◆ Страница
В начале нового года девушек из «Канады» разместили отдельно от остального населения женского лагеря. Саму «Канаду» к тому времени перевели в Биркенау, и теперь она занимала не несколько бараков, а целых 20. Дабы пресечь пронос одежды и ценностей в лагерь, эсэсовцы поселили сортировщиц в двух бараках внутри «Канады». Ее территорию не стали ограждать проводами под напряжением. «Там была обычная колючая проволока, – вспоминает Линда Райх (№ 1173). – В первых двух бараках мы жили, а в остальных восемнадцати – работали. У мужчин по другую сторону был только один барак. Нас полностью изолировали от остальных заключенных. Мы больше никак с ними не общались».
Глава тридцать третья
Говорят, у ангелов есть крылья.
Но у моих ангелов были ноги.

◆ Письменное задание 1
Перепишите из текста о лагерной «Канаде» в Биркенау отрывок от слов «В начале нового» до слов «ангелов есть крылья.» включительно, ничего не меняя.
◆ Письменное задание 2
Напишите, что следует дальше в тексте о лагерной «Канаде» в Биркенау, начиная сразу после его последнего предложения.

◆ Исходные материалы
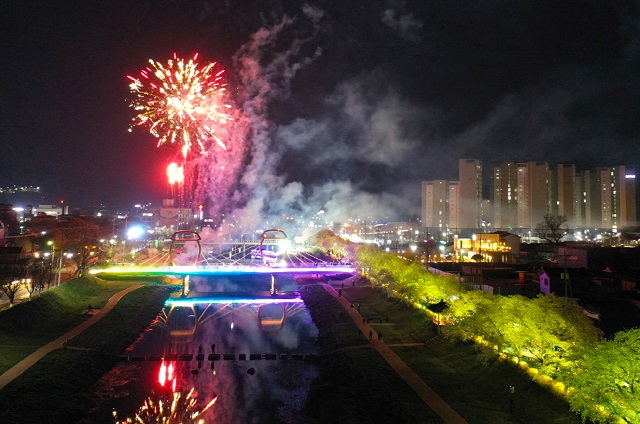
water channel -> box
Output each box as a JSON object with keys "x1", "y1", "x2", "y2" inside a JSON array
[{"x1": 88, "y1": 275, "x2": 318, "y2": 424}]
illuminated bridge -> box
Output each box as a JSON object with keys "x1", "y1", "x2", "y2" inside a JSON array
[{"x1": 91, "y1": 230, "x2": 356, "y2": 297}]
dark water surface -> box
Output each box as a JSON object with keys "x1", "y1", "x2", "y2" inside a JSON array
[{"x1": 88, "y1": 276, "x2": 317, "y2": 424}]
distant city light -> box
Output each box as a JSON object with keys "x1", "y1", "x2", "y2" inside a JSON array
[{"x1": 127, "y1": 226, "x2": 144, "y2": 240}]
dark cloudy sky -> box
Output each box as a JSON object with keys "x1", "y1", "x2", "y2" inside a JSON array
[{"x1": 0, "y1": 0, "x2": 640, "y2": 224}]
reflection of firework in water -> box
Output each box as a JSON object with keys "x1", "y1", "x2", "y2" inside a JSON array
[
  {"x1": 127, "y1": 54, "x2": 231, "y2": 159},
  {"x1": 117, "y1": 389, "x2": 217, "y2": 424}
]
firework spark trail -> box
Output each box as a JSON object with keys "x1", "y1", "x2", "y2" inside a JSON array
[
  {"x1": 127, "y1": 54, "x2": 232, "y2": 161},
  {"x1": 195, "y1": 9, "x2": 322, "y2": 227}
]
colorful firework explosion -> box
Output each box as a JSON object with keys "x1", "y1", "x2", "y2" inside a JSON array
[{"x1": 127, "y1": 54, "x2": 231, "y2": 160}]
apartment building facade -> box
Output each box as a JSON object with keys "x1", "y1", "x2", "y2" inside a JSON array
[{"x1": 422, "y1": 159, "x2": 638, "y2": 232}]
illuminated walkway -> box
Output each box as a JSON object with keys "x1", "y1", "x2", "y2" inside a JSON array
[
  {"x1": 323, "y1": 284, "x2": 467, "y2": 424},
  {"x1": 0, "y1": 285, "x2": 142, "y2": 390}
]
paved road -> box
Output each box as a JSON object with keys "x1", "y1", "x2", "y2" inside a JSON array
[
  {"x1": 0, "y1": 285, "x2": 142, "y2": 390},
  {"x1": 323, "y1": 284, "x2": 467, "y2": 424}
]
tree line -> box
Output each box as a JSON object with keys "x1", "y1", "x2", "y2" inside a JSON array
[{"x1": 310, "y1": 230, "x2": 640, "y2": 423}]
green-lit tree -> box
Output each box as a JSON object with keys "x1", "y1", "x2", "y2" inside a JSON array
[
  {"x1": 28, "y1": 259, "x2": 55, "y2": 296},
  {"x1": 0, "y1": 258, "x2": 28, "y2": 305}
]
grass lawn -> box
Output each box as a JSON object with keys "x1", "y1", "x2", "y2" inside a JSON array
[
  {"x1": 301, "y1": 285, "x2": 442, "y2": 424},
  {"x1": 342, "y1": 286, "x2": 582, "y2": 424},
  {"x1": 0, "y1": 279, "x2": 592, "y2": 424},
  {"x1": 0, "y1": 278, "x2": 139, "y2": 374},
  {"x1": 0, "y1": 279, "x2": 168, "y2": 424}
]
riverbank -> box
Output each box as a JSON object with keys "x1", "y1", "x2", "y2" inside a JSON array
[
  {"x1": 301, "y1": 281, "x2": 582, "y2": 424},
  {"x1": 0, "y1": 279, "x2": 168, "y2": 424}
]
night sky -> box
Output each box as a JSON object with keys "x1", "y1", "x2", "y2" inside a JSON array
[{"x1": 0, "y1": 0, "x2": 640, "y2": 224}]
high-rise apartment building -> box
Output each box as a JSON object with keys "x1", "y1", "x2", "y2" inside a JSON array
[
  {"x1": 516, "y1": 162, "x2": 551, "y2": 228},
  {"x1": 491, "y1": 162, "x2": 518, "y2": 228},
  {"x1": 551, "y1": 164, "x2": 580, "y2": 227},
  {"x1": 422, "y1": 159, "x2": 638, "y2": 232},
  {"x1": 596, "y1": 166, "x2": 636, "y2": 231},
  {"x1": 458, "y1": 159, "x2": 482, "y2": 229},
  {"x1": 422, "y1": 180, "x2": 449, "y2": 230}
]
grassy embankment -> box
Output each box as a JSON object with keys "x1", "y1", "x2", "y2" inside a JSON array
[
  {"x1": 0, "y1": 274, "x2": 580, "y2": 423},
  {"x1": 303, "y1": 283, "x2": 581, "y2": 424},
  {"x1": 0, "y1": 278, "x2": 168, "y2": 424}
]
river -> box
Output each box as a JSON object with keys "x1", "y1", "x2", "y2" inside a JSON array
[{"x1": 88, "y1": 276, "x2": 318, "y2": 424}]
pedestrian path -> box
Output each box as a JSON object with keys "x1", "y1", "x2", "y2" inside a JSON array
[
  {"x1": 322, "y1": 284, "x2": 467, "y2": 424},
  {"x1": 0, "y1": 285, "x2": 142, "y2": 390}
]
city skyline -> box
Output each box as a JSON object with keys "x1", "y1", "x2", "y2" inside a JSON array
[{"x1": 0, "y1": 1, "x2": 640, "y2": 227}]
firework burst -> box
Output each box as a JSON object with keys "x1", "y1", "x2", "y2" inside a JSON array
[
  {"x1": 127, "y1": 54, "x2": 231, "y2": 160},
  {"x1": 116, "y1": 389, "x2": 217, "y2": 424}
]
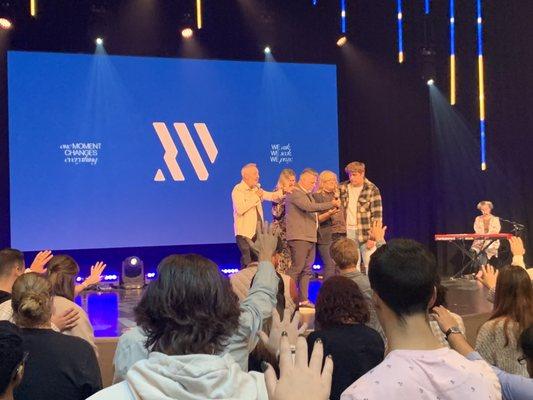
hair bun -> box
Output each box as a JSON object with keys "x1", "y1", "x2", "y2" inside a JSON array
[{"x1": 19, "y1": 293, "x2": 49, "y2": 318}]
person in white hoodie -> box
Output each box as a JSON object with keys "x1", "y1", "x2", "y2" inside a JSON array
[
  {"x1": 333, "y1": 239, "x2": 502, "y2": 400},
  {"x1": 90, "y1": 224, "x2": 278, "y2": 400}
]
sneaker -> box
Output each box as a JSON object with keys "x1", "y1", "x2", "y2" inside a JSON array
[{"x1": 299, "y1": 300, "x2": 315, "y2": 308}]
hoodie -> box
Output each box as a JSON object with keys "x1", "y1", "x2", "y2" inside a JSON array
[{"x1": 89, "y1": 352, "x2": 268, "y2": 400}]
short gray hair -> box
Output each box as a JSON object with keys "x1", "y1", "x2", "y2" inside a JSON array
[
  {"x1": 477, "y1": 200, "x2": 494, "y2": 210},
  {"x1": 300, "y1": 168, "x2": 318, "y2": 178},
  {"x1": 241, "y1": 163, "x2": 257, "y2": 176}
]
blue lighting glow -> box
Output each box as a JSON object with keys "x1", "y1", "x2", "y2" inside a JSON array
[
  {"x1": 397, "y1": 0, "x2": 404, "y2": 64},
  {"x1": 450, "y1": 0, "x2": 456, "y2": 105},
  {"x1": 477, "y1": 0, "x2": 487, "y2": 171}
]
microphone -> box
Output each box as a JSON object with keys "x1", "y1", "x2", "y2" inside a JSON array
[{"x1": 498, "y1": 217, "x2": 525, "y2": 228}]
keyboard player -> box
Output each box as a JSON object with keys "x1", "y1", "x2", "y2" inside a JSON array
[{"x1": 470, "y1": 200, "x2": 501, "y2": 266}]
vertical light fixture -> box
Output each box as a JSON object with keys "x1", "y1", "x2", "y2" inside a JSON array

◆ Письменный ответ 1
В начале нового года девушек из «Канады» разместили отдельно от остального населения женского лагеря. Саму «Канаду» к тому времени перевели в Биркенау, и теперь она занимала не несколько бараков, а целых 20. Дабы пресечь пронос одежды и ценностей в лагерь, эсэсовцы поселили сортировщиц в двух бараках внутри «Канады». Ее территорию не стали ограждать проводами под напряжением. «Там была обычная колючая проволока, – вспоминает Линда Райх (№ 1173). – В первых двух бараках мы жили, а в остальных восемнадцати – работали. У мужчин по другую сторону был только один барак. Нас полностью изолировали от остальных заключенных. Мы больше никак с ними не общались».
Глава тридцать третья
Говорят, у ангелов есть крылья.

◆ Письменный ответ 2
Прошло два года со дня депортации, к этому времени те девушки из Словакии, кто работал в «Канаде», трудились посменно по 12 часов в день, но зато после работы имели возможность немного прогуляться по лагерной дороге. Иде Эйгерман пришло в голову, что поскольку сауна совсем рядом, можно туда тихонько пробраться и принять душ. Самостоятельно, в одиночку. Оказавшись владычицей вентилей, Ида довела воду до обжигающей температуры. Она скребла свою плоть и вдыхала пар, пока не почувствовала, что ее легкие свободны от копоти, масла и смерти. Вода каскадами стекала по лицу, волосам, груди, бедрам. Она вымыла те места, которые ни за что не посмела бы мыть под взглядами эсэсовцев. Она нежилась в спокойствии, уединении, умиротворении от воды, плещущейся на цементном полу под ее усталыми ногами.
Снаружи раздался сигнал отбоя. Полотенец не было. Быстро никак не просушиться. Она натянула форму прямо так и выбежала на улицу.
– Что ты тут делаешь? – заорала на нее эсэсовка.
Ида стояла с мокрыми волосами. Во влажной одежде. С чистым лицом.
К ней зашагали два эсэсовца. «У них были вот такие ручищи! Никогда не видела настолько огромных рук». Один из эсэсовцев заехал ей по лицу так, что у нее во рту брякнули зубы.
– 1930! Получишь двадцать пять! – приказала эсэсовка.
25 плеток.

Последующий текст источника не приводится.